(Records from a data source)
* begin *
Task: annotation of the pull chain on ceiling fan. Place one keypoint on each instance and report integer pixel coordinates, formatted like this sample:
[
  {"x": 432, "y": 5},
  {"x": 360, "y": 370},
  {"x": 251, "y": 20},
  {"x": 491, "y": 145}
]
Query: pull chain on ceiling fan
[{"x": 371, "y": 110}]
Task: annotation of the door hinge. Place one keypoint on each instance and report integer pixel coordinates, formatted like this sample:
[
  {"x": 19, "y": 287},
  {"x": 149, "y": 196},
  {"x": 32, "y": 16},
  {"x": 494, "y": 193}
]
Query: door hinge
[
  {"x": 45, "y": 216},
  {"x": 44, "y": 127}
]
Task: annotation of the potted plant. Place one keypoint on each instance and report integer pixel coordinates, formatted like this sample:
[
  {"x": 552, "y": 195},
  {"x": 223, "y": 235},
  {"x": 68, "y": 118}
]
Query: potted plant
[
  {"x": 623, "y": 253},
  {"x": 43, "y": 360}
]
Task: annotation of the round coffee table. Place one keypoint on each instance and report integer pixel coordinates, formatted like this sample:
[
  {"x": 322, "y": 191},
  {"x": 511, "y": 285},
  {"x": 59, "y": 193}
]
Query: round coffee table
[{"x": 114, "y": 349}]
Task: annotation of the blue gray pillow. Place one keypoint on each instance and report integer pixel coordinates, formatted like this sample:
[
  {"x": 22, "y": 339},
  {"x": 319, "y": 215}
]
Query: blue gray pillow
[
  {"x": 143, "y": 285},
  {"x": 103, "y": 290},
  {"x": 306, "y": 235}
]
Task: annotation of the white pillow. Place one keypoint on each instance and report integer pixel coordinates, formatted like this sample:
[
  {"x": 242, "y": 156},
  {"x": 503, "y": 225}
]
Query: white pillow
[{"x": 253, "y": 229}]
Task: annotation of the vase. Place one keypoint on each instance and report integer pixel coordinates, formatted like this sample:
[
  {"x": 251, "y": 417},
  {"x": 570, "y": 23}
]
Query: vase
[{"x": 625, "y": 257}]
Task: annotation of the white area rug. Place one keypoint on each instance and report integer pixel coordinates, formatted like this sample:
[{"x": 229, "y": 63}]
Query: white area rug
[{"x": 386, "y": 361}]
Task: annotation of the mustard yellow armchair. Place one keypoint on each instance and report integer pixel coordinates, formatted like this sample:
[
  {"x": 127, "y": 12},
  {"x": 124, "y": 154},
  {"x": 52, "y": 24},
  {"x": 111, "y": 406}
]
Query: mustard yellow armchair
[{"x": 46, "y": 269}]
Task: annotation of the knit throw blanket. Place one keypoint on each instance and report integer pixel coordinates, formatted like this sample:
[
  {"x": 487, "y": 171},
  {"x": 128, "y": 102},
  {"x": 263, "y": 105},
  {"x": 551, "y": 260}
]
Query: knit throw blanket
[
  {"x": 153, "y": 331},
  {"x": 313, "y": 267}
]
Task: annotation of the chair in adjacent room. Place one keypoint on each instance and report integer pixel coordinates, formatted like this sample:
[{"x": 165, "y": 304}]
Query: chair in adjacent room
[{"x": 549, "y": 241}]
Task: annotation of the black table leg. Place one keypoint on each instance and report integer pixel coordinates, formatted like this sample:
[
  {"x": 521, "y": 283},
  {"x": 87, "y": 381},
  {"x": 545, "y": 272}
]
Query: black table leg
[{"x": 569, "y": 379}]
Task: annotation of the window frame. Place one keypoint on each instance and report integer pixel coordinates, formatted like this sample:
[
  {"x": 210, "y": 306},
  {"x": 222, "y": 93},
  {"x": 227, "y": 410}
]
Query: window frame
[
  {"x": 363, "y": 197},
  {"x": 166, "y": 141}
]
* end *
Present every line of the listing above as a numbered list, omitting any blank lines.

1. Task: annotation of the pull chain on ceiling fan. Place one keypoint on each instance and report integer pixel coordinates, formatted like this sample:
2. [
3.   {"x": 432, "y": 5},
4.   {"x": 360, "y": 370},
5.   {"x": 251, "y": 20},
6.   {"x": 491, "y": 145}
7. ]
8. Query: pull chain on ceiling fan
9. [{"x": 371, "y": 110}]
10. Task: annotation of the door hinge. Place one keypoint on each instance and report integer pixel coordinates, formatted like this sample:
11. [
12.   {"x": 19, "y": 287},
13.   {"x": 149, "y": 196},
14.   {"x": 32, "y": 16},
15.   {"x": 494, "y": 193}
16. ]
17. Query: door hinge
18. [
19.   {"x": 45, "y": 216},
20.   {"x": 44, "y": 127}
21. ]
22. Task: annotation of the potted plant. Place one keypoint on each instance and report integer pixel coordinates, formatted like this sample:
23. [
24.   {"x": 552, "y": 195},
25.   {"x": 223, "y": 235},
26.   {"x": 68, "y": 118}
27. ]
28. Query: potted plant
29. [
30.   {"x": 623, "y": 253},
31.   {"x": 43, "y": 360}
32. ]
33. Task: annotation of the round coffee table. Place one keypoint on each instance and report integer pixel coordinates, formatted like this sample:
34. [
35.   {"x": 322, "y": 191},
36.   {"x": 511, "y": 285},
37.   {"x": 59, "y": 193}
38. ]
39. Query: round coffee table
40. [{"x": 114, "y": 349}]
41. Task: annotation of the blue gray pillow. Place one keypoint on each instance and report integer pixel coordinates, formatted like this sample:
42. [
43.   {"x": 22, "y": 339},
44.   {"x": 319, "y": 215}
45. ]
46. Query: blue gray pillow
47. [
48.   {"x": 143, "y": 285},
49.   {"x": 103, "y": 290},
50.   {"x": 306, "y": 235}
51. ]
52. Task: annotation of the white pillow. Place one keypoint on each instance and report integer pixel coordinates, formatted like this sample:
53. [
54.   {"x": 242, "y": 156},
55.   {"x": 503, "y": 225}
56. ]
57. Query: white pillow
58. [{"x": 253, "y": 229}]
59. Task: annotation of the vase. Place one keypoint on each instance and report integer pixel coordinates, formatted like this sample:
60. [
61.   {"x": 251, "y": 417},
62.   {"x": 570, "y": 23}
63. ]
64. Query: vase
65. [{"x": 625, "y": 257}]
66. Task: annotation of the white area rug. Place one keypoint on each instance and report integer pixel coordinates, formatted like this sample:
67. [{"x": 229, "y": 63}]
68. Query: white area rug
69. [{"x": 386, "y": 361}]
70. Task: annotation of the mustard yellow armchair. Place one keypoint on each instance and report integer pixel coordinates, formatted like this sample:
71. [
72.   {"x": 127, "y": 12},
73.   {"x": 124, "y": 154},
74.   {"x": 52, "y": 24},
75.   {"x": 111, "y": 406}
76. ]
77. Query: mustard yellow armchair
78. [{"x": 46, "y": 269}]
79. Task: annotation of the knit throw blanket. Place one keypoint on each instance and report integer pixel coordinates, formatted like this sample:
80. [
81.   {"x": 487, "y": 171},
82.   {"x": 128, "y": 102},
83.   {"x": 263, "y": 105},
84.   {"x": 551, "y": 260}
85. ]
86. Query: knit throw blanket
87. [
88.   {"x": 153, "y": 331},
89.   {"x": 313, "y": 267}
90. ]
91. Task: annotation of the chair in adjacent room. Place one keypoint on each instance and report integer pixel coordinates, formatted like this sample:
92. [{"x": 165, "y": 304}]
93. Query: chair in adjacent room
94. [{"x": 549, "y": 241}]
95. Task: annotation of the black table leg. Place one keypoint on each instance and report integer pixel coordinates, formatted like this sample:
96. [
97.   {"x": 521, "y": 283},
98.   {"x": 87, "y": 381},
99.   {"x": 545, "y": 272}
100. ]
101. Query: black table leg
102. [{"x": 569, "y": 379}]
103. Task: annotation of the window frame. Place one keypoint on each instance and report integer pixel coordinates, formatted like this sample:
104. [
105.   {"x": 210, "y": 306},
106.   {"x": 222, "y": 93},
107.   {"x": 227, "y": 410}
108. ]
109. Query: window frame
110. [
111.   {"x": 363, "y": 197},
112.   {"x": 166, "y": 141}
113. ]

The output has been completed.